ACTIVITY:
Swap "metrics" for "measures" and write out the first name genderedness text from "First name genderedness is" up to and including "or annotated corpora.".

DOCUMENT TEXT:
──────────────────────────────
First Name Genderedness Table

• First name genderedness tables are structured mappings that assign gender probabilities to names using data-driven metrics and curated classifications.
• They are constructed from sources like SSA data, Wikidata, and expert curation, using statistical methods such as conditional probabilities and genderedness indexes.
• These tables support demographic inference, fairness audits, and NLP tasks, while addressing temporal, cultural, and methodological challenges.

A first name genderedness table is a structured representation mapping each first name to the probability or bias with which it is associated with a given gender category, typically male, female, or—more recently—neutral categories. Such tables can be constructed from large labeled datasets, expert curation, algorithmic inference, or multi-source consensus, and underpin empirical research on gender prediction, demographic analysis, and downstream applications that rely on automated or statistical assignment of gender based solely on name information.

1. Core Definitions and Formulations

First name genderedness is operationalized by various metrics, the most prominent being conditional probabilities and absolute or comparative “genderedness scores,” derived from labeled datasets or annotated corpora.

• Probability-based assignment: The estimated probability that a given name $n$ is associated with a particular gender $g$ is denoted $P(g|n)$. For binary settings, $g \in \{\text{male}, \text{female}\}$; many systems now acknowledge a third ("neutral" or "unisex") category (You et al., 7 Jul 2024).
──────────────────────────────
SUPPLIED INFORMATION:
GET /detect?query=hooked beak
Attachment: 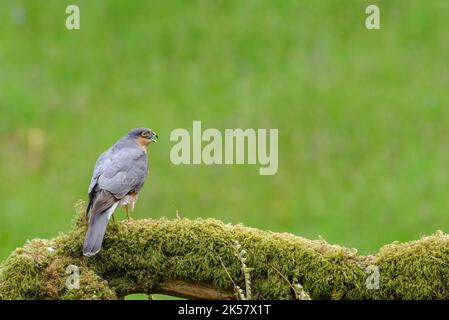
──────────────────────────────
EXPECTED OUTPUT:
First name genderedness is operationalized by various measures, the most prominent being conditional probabilities and absolute or comparative “genderedness scores,” derived from labeled datasets or annotated corpora.